SET EXERCISE: Rewrite the lines starting at the row that contains "Record the location of each instance of the white" and ending with the final row, replacing "glass inkwell" with "ink pot" and leaving everything else unchanged.
--- Start PROVIDED DATA ---
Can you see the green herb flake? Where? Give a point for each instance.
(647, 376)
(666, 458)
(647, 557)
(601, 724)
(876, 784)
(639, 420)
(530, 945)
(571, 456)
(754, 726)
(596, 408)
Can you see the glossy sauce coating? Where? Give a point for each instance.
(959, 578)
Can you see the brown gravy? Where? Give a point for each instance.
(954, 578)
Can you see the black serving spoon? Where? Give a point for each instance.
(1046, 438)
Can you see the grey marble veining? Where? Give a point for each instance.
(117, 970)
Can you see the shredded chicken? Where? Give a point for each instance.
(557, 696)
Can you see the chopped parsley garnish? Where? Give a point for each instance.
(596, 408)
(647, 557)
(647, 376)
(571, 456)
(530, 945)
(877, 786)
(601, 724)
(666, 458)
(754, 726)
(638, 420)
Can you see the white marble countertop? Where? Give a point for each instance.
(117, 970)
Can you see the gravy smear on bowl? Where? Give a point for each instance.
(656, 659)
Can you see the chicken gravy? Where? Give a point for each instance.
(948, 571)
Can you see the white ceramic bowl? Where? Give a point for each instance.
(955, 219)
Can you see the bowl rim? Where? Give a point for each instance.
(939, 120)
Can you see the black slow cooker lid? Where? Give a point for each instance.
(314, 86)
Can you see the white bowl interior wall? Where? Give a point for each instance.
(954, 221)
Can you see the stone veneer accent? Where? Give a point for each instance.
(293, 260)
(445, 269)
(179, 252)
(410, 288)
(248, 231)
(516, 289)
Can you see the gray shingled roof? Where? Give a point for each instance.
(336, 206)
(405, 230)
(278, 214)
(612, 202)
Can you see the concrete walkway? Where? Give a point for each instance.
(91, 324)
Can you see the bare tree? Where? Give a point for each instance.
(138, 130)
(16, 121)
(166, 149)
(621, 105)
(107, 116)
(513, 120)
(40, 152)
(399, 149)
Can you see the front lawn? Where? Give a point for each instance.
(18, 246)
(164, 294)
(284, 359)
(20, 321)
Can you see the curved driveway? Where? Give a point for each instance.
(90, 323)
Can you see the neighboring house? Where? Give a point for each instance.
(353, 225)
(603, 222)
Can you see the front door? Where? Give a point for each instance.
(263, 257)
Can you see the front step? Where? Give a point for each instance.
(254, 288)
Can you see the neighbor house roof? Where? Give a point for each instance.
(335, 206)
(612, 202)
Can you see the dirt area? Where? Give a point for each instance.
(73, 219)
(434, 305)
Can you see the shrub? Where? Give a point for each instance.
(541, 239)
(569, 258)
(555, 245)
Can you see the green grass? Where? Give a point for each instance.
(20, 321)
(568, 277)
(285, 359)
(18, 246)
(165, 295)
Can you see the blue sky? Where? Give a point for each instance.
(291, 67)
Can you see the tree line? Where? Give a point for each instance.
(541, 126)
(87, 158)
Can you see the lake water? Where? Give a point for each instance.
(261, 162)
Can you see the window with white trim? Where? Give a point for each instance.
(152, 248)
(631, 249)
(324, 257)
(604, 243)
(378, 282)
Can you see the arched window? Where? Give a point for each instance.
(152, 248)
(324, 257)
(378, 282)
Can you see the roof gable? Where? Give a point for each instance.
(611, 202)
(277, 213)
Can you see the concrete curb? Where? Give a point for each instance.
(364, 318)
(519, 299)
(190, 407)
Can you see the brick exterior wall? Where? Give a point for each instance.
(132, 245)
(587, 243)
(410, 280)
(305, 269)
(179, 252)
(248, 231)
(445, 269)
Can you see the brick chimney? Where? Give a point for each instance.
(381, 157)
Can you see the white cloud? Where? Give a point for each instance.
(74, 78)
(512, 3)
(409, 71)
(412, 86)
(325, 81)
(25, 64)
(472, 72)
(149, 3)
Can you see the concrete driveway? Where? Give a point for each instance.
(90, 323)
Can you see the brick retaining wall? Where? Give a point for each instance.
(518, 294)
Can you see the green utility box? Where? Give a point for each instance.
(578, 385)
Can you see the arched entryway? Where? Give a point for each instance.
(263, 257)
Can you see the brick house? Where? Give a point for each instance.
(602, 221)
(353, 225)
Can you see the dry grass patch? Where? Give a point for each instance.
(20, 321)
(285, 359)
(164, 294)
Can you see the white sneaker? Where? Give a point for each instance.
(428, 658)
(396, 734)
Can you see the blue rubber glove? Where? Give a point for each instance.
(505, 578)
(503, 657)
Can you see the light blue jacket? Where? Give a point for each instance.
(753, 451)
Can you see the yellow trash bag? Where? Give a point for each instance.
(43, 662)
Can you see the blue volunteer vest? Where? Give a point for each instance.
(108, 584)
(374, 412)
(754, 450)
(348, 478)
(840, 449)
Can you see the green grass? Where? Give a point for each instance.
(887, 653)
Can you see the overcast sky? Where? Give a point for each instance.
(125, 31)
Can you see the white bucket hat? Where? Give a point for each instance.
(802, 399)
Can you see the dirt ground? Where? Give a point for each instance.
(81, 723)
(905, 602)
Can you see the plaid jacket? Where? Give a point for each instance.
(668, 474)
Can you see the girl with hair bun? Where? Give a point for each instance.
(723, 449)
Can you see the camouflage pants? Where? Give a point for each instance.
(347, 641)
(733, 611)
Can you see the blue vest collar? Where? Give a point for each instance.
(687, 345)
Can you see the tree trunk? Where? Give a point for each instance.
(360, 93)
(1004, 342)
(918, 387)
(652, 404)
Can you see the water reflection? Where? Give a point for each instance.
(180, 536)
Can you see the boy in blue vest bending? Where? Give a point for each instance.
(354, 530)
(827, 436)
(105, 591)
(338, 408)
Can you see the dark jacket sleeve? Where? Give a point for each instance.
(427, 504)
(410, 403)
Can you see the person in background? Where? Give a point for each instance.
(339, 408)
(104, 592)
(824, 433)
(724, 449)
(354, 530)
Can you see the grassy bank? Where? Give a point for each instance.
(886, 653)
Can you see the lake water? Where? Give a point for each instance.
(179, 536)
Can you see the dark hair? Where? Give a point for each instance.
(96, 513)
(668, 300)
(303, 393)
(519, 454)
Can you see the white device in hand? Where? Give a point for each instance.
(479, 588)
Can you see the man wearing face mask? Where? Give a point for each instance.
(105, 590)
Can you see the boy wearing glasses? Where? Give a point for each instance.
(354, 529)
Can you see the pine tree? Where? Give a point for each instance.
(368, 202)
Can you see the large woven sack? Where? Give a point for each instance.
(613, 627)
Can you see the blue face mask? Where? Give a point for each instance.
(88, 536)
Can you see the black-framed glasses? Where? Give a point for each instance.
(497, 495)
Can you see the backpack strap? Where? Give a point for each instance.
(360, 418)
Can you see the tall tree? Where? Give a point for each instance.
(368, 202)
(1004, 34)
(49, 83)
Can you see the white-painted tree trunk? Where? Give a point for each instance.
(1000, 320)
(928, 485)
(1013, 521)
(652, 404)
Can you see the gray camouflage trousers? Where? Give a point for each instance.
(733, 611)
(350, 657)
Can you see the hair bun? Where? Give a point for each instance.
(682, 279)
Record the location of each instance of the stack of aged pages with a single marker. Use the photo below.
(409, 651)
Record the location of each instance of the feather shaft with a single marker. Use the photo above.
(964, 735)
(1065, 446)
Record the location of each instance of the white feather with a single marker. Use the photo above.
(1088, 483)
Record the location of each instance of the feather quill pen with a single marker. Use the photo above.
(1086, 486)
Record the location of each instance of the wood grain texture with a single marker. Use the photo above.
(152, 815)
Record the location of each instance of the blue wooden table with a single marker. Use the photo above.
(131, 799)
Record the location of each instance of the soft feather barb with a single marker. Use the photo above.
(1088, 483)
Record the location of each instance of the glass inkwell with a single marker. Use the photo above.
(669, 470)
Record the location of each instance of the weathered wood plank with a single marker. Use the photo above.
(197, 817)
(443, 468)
--- End PROVIDED DATA ---
RESULT OF THIS TASK:
Record the location of each instance of the white feather with a single marker. Use the photo above.
(1088, 483)
Record the location of each instance of the feather quill pen with a single marker. Use the photo above.
(1086, 486)
Record the location of each instance of the wood grain texture with a single marker. Use the photo above.
(152, 815)
Record the location of each instance of the blue wooden table with a single marker. Use the photo above.
(131, 799)
Record the location of each instance of the soft feather barb with a single marker. Use the photo above.
(1088, 483)
Record the location of each instance of the ink pot with a single marker. Use the photo above.
(669, 470)
Record the location of each instance of the weathered wood plank with a single marker. Use the photo above.
(197, 817)
(443, 468)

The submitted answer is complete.